WORK TO COMPLETE: Identify each line of the material below that contains the string "building", treating uppercase and lowercase letters as distinct, and copy every such line.

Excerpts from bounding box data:
+++
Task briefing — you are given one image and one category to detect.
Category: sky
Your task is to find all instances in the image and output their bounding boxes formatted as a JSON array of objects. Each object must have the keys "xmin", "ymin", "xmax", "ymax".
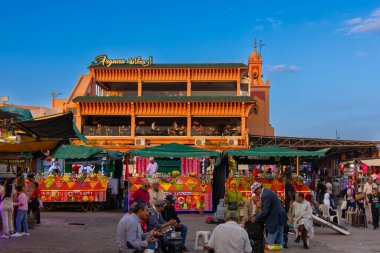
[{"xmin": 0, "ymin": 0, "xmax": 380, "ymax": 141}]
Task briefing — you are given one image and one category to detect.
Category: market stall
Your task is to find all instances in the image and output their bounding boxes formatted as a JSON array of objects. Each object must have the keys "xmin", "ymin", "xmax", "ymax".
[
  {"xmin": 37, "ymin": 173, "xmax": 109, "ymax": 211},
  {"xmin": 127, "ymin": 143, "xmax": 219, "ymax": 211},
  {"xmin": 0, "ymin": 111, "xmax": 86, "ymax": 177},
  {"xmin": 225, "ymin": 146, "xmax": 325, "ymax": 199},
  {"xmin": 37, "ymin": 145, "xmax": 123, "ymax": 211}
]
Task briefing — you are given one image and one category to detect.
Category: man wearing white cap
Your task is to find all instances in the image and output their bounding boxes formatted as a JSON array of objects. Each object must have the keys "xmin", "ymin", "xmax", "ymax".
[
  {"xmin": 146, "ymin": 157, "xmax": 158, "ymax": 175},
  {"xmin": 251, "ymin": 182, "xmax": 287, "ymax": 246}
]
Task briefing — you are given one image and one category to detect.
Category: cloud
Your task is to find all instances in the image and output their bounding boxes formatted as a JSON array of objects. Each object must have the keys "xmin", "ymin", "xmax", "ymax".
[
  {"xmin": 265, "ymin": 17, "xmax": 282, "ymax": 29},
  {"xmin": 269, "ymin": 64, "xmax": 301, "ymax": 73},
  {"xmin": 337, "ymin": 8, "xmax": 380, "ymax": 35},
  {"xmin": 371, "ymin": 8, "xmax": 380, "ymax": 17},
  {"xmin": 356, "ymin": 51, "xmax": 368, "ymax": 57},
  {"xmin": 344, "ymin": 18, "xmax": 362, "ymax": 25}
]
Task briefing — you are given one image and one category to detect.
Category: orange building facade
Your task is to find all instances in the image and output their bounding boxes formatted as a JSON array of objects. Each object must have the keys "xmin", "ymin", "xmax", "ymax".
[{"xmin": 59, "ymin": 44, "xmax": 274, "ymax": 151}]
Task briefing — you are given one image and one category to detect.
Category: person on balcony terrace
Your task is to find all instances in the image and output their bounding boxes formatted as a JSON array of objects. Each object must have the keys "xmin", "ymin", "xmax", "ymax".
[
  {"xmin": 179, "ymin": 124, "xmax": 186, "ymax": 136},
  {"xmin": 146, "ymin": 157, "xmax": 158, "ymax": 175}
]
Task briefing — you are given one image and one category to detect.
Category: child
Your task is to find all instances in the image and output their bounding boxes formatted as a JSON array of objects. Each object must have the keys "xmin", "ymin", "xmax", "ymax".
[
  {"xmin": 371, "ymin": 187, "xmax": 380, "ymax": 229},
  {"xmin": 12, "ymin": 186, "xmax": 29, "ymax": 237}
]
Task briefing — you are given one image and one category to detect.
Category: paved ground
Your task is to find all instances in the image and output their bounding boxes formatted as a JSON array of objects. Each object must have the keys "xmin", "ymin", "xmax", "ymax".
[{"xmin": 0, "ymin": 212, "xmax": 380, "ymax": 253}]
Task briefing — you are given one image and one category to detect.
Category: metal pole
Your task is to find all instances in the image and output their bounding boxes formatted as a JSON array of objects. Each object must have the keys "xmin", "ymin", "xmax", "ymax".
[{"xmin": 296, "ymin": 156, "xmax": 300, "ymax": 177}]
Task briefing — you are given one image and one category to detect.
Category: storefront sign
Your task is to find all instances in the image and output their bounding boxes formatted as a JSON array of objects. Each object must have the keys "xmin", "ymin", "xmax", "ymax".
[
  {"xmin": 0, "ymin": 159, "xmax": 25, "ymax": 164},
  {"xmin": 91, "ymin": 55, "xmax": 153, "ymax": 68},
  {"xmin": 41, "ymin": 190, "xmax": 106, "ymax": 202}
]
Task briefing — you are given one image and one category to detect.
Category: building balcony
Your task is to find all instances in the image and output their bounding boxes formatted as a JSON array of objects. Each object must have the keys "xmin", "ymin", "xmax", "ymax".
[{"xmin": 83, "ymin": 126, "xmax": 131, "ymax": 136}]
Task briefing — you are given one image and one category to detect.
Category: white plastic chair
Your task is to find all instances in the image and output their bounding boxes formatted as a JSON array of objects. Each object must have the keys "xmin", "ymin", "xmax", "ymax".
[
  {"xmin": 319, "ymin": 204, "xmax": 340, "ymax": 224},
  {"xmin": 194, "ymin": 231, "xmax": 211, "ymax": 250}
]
+++
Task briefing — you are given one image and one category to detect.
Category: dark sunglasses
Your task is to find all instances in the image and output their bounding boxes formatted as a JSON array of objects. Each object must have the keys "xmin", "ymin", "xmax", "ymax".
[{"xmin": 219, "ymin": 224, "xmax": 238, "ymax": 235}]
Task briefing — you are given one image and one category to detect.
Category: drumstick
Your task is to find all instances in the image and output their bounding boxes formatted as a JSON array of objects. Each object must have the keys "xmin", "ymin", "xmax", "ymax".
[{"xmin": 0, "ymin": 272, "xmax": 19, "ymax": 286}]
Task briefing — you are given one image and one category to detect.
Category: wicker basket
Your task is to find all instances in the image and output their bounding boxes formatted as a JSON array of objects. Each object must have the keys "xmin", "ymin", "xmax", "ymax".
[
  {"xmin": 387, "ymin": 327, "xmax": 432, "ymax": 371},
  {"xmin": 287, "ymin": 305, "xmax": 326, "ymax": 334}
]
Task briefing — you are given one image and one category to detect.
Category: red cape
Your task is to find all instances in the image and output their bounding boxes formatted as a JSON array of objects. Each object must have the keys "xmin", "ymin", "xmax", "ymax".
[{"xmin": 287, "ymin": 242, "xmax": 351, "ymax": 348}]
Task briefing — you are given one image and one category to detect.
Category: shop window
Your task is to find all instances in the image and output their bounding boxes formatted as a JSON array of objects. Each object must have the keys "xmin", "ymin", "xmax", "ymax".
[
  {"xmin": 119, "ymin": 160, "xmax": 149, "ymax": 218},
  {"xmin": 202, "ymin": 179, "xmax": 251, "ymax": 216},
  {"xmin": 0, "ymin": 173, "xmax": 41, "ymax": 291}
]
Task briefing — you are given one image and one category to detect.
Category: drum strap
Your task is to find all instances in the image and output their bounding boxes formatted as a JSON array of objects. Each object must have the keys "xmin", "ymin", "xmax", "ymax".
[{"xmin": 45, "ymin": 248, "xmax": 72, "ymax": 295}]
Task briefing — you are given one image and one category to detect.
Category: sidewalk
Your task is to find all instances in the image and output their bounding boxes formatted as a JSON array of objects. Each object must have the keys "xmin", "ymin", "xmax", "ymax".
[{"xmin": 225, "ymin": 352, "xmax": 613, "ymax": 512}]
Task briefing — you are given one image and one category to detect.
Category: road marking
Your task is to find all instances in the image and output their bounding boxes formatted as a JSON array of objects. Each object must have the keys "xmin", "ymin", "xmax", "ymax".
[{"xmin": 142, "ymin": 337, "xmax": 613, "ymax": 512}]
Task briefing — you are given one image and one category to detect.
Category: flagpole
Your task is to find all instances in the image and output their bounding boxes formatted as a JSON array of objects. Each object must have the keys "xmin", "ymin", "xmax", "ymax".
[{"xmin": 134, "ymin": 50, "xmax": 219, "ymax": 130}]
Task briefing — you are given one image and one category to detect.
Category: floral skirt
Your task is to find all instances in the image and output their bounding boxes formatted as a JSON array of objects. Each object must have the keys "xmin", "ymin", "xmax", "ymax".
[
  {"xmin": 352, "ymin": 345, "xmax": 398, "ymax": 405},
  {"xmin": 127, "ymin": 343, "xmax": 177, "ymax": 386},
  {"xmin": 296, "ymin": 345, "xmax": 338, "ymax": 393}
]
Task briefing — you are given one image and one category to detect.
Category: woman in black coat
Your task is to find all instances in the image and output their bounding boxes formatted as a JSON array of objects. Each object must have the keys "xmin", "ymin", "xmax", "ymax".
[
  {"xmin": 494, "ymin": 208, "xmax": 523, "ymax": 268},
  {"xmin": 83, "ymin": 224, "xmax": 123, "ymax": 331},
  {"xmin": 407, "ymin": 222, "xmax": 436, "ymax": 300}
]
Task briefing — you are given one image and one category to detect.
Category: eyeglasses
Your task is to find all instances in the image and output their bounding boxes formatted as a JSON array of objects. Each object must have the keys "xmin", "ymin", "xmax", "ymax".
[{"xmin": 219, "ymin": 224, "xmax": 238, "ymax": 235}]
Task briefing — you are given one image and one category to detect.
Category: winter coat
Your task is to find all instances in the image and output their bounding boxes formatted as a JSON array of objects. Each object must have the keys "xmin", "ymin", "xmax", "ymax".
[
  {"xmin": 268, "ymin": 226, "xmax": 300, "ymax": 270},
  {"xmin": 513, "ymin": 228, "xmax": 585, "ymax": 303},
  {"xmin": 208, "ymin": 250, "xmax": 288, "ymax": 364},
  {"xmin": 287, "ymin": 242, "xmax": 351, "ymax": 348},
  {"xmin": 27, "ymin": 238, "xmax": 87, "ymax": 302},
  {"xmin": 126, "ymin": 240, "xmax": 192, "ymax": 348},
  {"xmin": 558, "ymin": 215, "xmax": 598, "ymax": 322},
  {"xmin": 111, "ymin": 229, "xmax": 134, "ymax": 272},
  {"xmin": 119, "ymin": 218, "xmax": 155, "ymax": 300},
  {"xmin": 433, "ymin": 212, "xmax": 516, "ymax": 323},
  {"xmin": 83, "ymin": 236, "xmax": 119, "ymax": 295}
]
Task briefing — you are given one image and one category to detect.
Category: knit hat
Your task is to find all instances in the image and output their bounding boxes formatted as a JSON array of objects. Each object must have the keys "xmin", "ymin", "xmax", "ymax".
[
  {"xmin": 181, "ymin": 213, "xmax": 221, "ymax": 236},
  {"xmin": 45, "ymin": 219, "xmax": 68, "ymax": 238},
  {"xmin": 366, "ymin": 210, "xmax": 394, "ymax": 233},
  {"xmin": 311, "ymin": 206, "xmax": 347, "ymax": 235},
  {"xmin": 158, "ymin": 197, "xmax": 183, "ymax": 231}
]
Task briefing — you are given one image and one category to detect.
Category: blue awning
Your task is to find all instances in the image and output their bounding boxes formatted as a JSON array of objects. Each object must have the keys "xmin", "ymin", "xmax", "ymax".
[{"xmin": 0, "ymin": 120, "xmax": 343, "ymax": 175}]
+++
EXERCISE RESULT:
Category: orange building facade
Category: building balcony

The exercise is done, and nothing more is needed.